Reproduce the listing starting at the line containing "petal on this photo." and ending at the line containing "<point>100,148</point>", both included, with the request text unchanged. Raise every point coordinate by 99.

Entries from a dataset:
▼▼▼
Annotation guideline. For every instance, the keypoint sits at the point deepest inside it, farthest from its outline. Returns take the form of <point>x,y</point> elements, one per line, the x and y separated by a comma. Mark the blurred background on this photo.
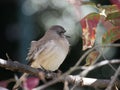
<point>22,21</point>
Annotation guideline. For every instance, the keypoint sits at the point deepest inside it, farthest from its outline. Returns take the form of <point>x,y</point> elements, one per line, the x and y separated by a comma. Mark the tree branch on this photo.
<point>73,79</point>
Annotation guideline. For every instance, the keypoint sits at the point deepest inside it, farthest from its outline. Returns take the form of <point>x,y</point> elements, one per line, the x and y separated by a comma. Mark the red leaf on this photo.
<point>89,24</point>
<point>91,57</point>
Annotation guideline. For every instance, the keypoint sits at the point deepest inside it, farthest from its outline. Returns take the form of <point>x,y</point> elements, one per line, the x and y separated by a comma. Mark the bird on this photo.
<point>49,52</point>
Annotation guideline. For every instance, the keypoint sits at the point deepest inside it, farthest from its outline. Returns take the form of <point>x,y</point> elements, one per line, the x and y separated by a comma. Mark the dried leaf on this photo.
<point>111,35</point>
<point>91,58</point>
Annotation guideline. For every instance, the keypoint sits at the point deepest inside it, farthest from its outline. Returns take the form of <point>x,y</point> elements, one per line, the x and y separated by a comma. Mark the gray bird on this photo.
<point>49,52</point>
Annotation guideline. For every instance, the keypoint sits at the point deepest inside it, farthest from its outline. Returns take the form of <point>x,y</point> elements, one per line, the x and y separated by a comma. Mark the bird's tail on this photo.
<point>19,81</point>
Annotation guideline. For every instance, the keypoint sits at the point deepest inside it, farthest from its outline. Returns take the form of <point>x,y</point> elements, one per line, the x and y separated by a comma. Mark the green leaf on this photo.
<point>111,35</point>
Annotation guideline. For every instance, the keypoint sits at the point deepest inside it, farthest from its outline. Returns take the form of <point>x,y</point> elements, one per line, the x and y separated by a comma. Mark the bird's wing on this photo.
<point>36,49</point>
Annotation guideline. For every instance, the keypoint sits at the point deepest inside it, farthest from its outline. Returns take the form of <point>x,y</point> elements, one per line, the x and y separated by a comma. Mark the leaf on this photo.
<point>111,35</point>
<point>91,58</point>
<point>89,24</point>
<point>114,15</point>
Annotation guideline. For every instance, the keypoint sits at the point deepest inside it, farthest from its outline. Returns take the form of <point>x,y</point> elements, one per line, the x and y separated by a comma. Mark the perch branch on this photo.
<point>73,79</point>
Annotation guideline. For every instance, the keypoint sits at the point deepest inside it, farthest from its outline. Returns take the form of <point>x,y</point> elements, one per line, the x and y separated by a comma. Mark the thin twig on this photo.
<point>114,78</point>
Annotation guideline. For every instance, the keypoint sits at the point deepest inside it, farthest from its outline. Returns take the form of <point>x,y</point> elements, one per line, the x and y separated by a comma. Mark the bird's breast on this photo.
<point>52,56</point>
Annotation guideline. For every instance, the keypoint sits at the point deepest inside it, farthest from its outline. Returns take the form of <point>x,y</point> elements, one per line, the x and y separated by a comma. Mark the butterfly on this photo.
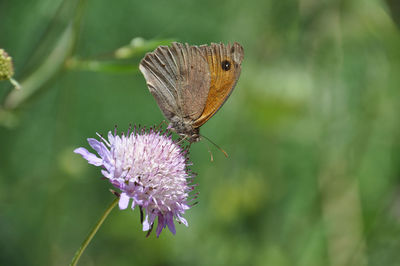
<point>190,83</point>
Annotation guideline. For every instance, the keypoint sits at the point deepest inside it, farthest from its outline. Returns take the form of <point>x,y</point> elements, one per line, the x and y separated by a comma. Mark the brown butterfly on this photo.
<point>190,83</point>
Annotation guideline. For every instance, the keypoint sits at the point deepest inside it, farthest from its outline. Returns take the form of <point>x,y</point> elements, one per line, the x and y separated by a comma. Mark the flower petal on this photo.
<point>146,224</point>
<point>170,222</point>
<point>100,148</point>
<point>123,201</point>
<point>90,157</point>
<point>161,225</point>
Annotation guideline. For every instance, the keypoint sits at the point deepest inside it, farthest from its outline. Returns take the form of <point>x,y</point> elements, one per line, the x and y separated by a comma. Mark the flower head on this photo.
<point>6,66</point>
<point>151,171</point>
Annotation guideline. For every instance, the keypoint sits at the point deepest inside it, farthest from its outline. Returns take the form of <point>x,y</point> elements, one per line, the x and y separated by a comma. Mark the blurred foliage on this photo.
<point>312,132</point>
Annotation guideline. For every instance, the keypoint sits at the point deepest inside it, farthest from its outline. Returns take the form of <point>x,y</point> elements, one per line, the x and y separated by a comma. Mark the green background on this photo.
<point>312,131</point>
▲▲▲
◆ Exercise result ◆
Annotation guideline. For every instance, the keypoint sits at the point deepest inside it, farthest from its outline. Returns take the form of <point>x,y</point> elements, one per line, the x and y separated by a comma. Mark the flower petal on this photo.
<point>245,323</point>
<point>269,321</point>
<point>199,247</point>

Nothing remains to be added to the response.